━━━━━ Given data
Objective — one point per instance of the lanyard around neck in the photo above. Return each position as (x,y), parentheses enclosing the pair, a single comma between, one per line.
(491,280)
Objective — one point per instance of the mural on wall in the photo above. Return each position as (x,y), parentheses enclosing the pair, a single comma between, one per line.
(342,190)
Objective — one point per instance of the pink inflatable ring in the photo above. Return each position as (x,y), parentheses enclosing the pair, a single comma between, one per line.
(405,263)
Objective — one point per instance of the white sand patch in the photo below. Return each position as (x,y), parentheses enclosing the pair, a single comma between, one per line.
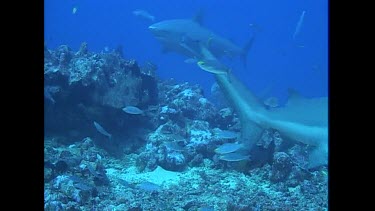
(159,176)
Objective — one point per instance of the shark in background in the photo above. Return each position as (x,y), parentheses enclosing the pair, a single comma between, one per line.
(300,119)
(186,36)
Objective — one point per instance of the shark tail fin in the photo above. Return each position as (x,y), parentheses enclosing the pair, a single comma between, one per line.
(246,49)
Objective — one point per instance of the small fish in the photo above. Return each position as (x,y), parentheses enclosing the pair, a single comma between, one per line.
(232,157)
(74,11)
(228,148)
(225,134)
(132,110)
(299,25)
(49,90)
(174,146)
(190,61)
(271,102)
(149,186)
(213,66)
(144,14)
(101,130)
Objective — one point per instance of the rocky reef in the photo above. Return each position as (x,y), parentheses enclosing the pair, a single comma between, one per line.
(99,156)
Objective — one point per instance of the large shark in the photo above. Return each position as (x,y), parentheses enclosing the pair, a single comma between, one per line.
━━━━━━━━━━
■ Task instructions
Could you rewrite all of the lines above as a numbered list, with blank lines dropped and the pictures left out?

■ Response
1. Objective — one point per instance of the lanyard around neck in the photo above. Return each position as (x,y), parentheses enclosing the pair, a single comma between, one per line.
2. (491,280)
3. Objective — one point per instance of the mural on wall in the photo above. Return each position as (x,y), parentheses enclosing the pair, a single comma between, one per line.
4. (342,190)
5. Objective — one point per instance of the pink inflatable ring in the photo above. Return each position as (x,y), parentheses enclosing the pair, a single comma between, one per line.
6. (405,263)
7. Objective — one point per instance of the white sand patch in the photo below. Return each position as (x,y), parentheses enclosing the pair, a single comma between, one per line.
8. (159,176)
9. Objective — one point per instance of the shark in background in the photo above. Return each position as (x,y), parentheses enclosing the pair, a single comma between, one per line.
10. (300,119)
11. (186,36)
12. Objective — one point per instance of the shark tail fin in the photo above. Return each position as (x,y), parentheses enclosing the pair, a single comma between, one per line.
13. (246,49)
14. Objective — one point per instance of the small fish in the photo above. Return each position as (x,y), parentheses enclosing the pair, a single comma between, one per line.
15. (232,157)
16. (74,11)
17. (228,148)
18. (225,134)
19. (132,110)
20. (299,25)
21. (49,90)
22. (174,146)
23. (190,61)
24. (271,102)
25. (149,186)
26. (213,66)
27. (144,14)
28. (101,130)
29. Objective — one point per instance of the rocky reef in the photo above. Return each position as (x,y), parentheses enclosing the pair, a single comma between, one per line.
30. (99,156)
31. Objective — one point per instance of the large shark in the photo above. Return each position as (x,y), parentheses enclosing the pair, a single comma between, one per line.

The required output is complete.